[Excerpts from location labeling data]

• • •

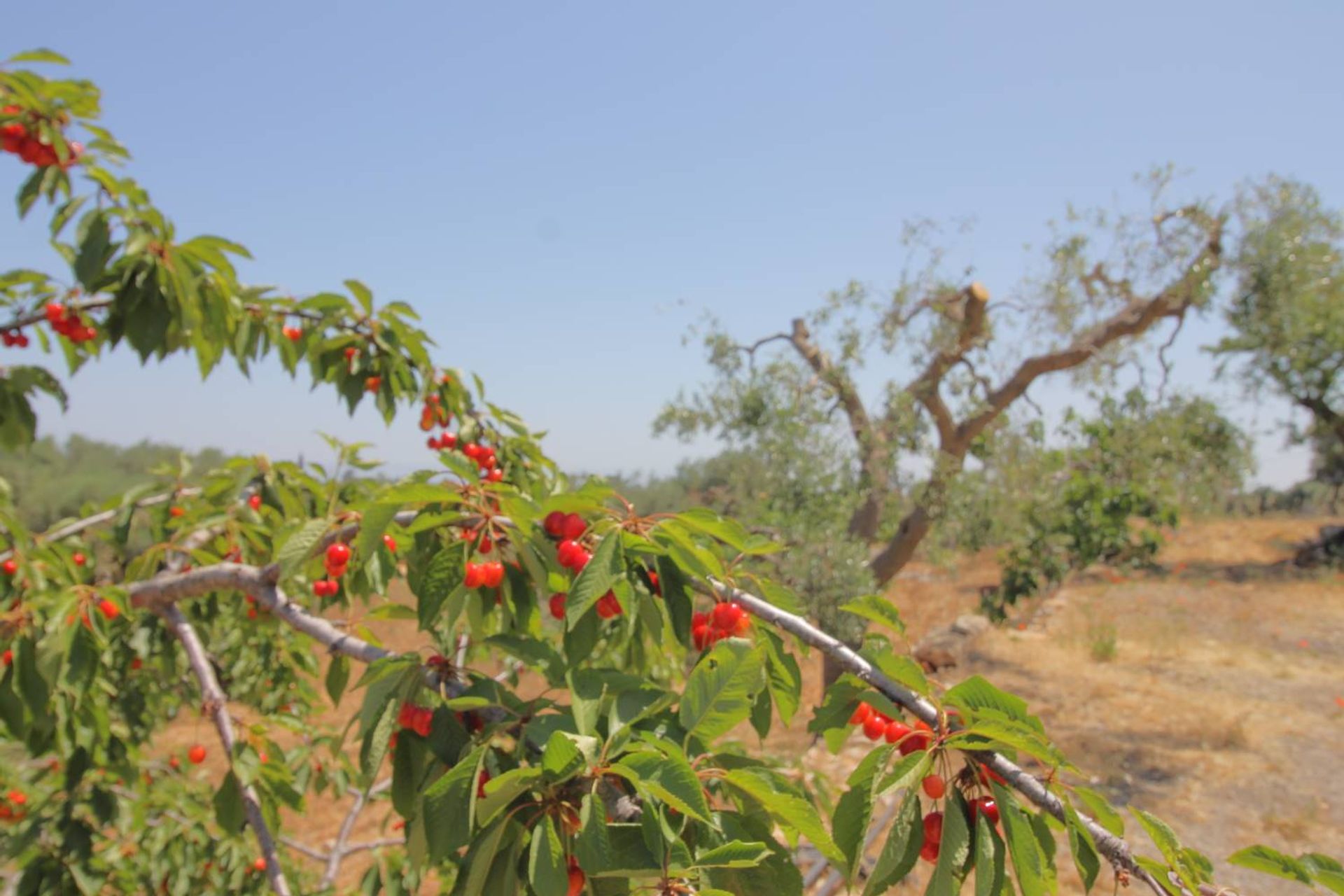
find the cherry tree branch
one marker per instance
(339, 849)
(41, 315)
(1113, 848)
(162, 593)
(217, 706)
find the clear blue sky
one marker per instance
(561, 188)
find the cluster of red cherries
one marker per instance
(878, 726)
(23, 141)
(482, 454)
(335, 562)
(571, 555)
(414, 718)
(69, 324)
(727, 620)
(484, 575)
(13, 805)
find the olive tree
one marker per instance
(819, 393)
(1287, 314)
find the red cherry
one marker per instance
(914, 743)
(860, 713)
(726, 615)
(554, 523)
(609, 606)
(984, 805)
(895, 731)
(701, 636)
(573, 527)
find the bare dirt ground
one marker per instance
(1211, 695)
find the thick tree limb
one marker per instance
(1113, 848)
(162, 593)
(217, 706)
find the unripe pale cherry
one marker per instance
(860, 715)
(554, 524)
(895, 731)
(573, 527)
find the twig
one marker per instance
(105, 516)
(339, 849)
(217, 704)
(1113, 848)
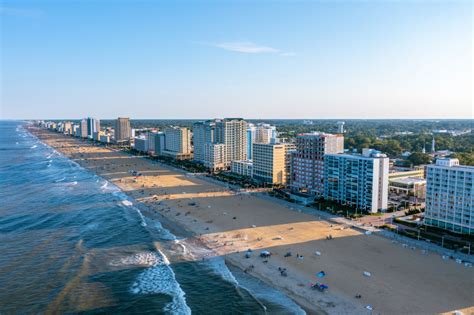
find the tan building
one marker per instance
(232, 132)
(123, 131)
(270, 162)
(408, 186)
(242, 168)
(178, 143)
(307, 163)
(215, 156)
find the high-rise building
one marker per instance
(359, 181)
(242, 168)
(450, 196)
(67, 128)
(178, 142)
(93, 125)
(340, 127)
(233, 133)
(269, 162)
(83, 129)
(215, 156)
(159, 140)
(141, 144)
(123, 131)
(203, 132)
(260, 133)
(307, 162)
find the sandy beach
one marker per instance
(401, 281)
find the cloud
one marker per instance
(247, 48)
(30, 13)
(288, 54)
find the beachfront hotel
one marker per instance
(215, 157)
(203, 133)
(123, 132)
(83, 128)
(259, 133)
(359, 181)
(270, 162)
(307, 162)
(218, 142)
(244, 168)
(178, 142)
(450, 196)
(93, 125)
(232, 132)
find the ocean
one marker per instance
(71, 242)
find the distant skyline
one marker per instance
(267, 59)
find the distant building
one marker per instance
(307, 163)
(269, 162)
(178, 142)
(83, 129)
(232, 132)
(203, 133)
(340, 127)
(359, 181)
(123, 131)
(259, 133)
(450, 196)
(244, 168)
(215, 157)
(93, 125)
(104, 138)
(408, 186)
(68, 128)
(96, 135)
(159, 142)
(141, 144)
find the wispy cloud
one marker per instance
(30, 13)
(251, 48)
(247, 48)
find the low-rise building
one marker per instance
(408, 186)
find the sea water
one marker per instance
(72, 242)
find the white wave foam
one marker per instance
(164, 233)
(127, 203)
(60, 180)
(160, 278)
(219, 267)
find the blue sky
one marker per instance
(266, 59)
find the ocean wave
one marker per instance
(164, 233)
(219, 267)
(160, 278)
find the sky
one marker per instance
(252, 59)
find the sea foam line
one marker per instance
(160, 278)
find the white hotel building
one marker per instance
(359, 181)
(450, 196)
(307, 162)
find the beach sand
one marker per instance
(402, 281)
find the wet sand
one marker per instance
(402, 281)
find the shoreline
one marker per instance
(199, 225)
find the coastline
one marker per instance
(200, 229)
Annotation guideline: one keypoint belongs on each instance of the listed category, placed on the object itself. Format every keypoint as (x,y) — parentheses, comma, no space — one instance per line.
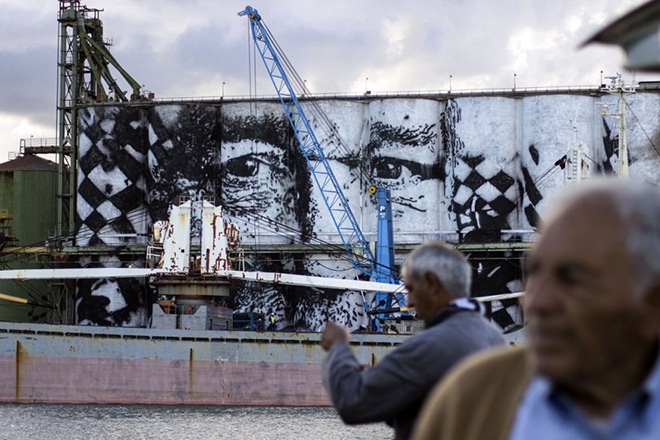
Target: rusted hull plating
(69,364)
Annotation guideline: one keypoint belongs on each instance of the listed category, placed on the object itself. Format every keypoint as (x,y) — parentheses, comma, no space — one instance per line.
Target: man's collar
(456,306)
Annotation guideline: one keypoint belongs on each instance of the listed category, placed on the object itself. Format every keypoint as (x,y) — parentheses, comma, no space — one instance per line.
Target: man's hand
(333,334)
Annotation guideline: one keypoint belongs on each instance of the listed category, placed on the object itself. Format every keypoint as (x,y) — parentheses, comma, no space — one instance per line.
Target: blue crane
(353,240)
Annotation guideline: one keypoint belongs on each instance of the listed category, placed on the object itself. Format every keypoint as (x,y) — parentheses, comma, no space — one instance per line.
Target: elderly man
(438,281)
(591,370)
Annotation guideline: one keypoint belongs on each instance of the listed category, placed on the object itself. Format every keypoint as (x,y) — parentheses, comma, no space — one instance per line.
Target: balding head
(592,296)
(637,207)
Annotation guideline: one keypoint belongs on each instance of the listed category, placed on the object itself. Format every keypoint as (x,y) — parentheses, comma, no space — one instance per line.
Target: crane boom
(350,234)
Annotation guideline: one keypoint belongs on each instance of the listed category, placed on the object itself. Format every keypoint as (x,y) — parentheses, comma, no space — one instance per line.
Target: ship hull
(76,364)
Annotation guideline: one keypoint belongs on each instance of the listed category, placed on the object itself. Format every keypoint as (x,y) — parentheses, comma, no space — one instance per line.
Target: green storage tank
(28,204)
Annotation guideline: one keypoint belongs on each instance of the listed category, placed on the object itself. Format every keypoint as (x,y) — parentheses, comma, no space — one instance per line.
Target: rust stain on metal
(190,373)
(17,378)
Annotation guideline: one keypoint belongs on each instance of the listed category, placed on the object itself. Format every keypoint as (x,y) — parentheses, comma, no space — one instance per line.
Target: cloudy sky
(190,48)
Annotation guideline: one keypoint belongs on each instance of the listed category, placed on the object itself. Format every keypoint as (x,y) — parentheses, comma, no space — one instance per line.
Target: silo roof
(29,163)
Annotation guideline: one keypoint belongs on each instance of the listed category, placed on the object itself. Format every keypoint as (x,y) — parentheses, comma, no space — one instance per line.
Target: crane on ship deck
(381,268)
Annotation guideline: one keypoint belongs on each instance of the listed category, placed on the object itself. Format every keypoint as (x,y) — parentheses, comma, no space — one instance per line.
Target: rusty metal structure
(84,76)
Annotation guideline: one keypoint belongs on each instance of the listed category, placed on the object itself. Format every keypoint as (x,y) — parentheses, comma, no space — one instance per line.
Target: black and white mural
(464,170)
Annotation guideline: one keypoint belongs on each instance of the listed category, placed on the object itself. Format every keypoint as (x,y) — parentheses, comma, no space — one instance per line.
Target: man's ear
(652,302)
(433,282)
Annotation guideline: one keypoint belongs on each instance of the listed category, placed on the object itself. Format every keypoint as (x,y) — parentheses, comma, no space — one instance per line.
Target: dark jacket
(394,390)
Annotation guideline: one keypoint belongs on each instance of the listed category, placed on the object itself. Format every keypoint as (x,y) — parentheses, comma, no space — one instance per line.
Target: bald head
(636,207)
(592,298)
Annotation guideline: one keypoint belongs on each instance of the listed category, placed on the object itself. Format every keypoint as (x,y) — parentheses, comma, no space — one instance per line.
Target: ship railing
(439,93)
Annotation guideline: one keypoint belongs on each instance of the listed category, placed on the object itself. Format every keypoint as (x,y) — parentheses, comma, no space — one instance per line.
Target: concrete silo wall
(463,169)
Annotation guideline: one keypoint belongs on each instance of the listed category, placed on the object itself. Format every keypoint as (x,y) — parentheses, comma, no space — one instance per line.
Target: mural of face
(105,302)
(405,161)
(264,177)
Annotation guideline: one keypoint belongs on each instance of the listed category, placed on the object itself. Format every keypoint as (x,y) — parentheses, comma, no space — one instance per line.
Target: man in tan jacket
(591,369)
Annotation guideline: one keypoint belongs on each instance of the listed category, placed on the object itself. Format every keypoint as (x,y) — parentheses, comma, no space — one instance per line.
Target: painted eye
(243,166)
(387,168)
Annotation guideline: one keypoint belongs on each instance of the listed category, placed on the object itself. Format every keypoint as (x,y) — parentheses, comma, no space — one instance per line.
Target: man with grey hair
(438,281)
(592,367)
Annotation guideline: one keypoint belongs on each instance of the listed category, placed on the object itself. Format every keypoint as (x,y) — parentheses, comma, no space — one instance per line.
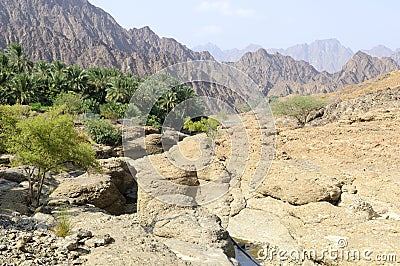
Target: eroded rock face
(119,172)
(13,197)
(96,189)
(302,189)
(14,174)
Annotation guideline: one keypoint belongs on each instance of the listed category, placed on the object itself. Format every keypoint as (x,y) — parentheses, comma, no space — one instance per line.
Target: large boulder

• • •

Exercise directions:
Return every line of the material above that contains the string "cherry".

Answer to this exercise:
find the cherry tree branch
find the red cherry
find the unripe pale cherry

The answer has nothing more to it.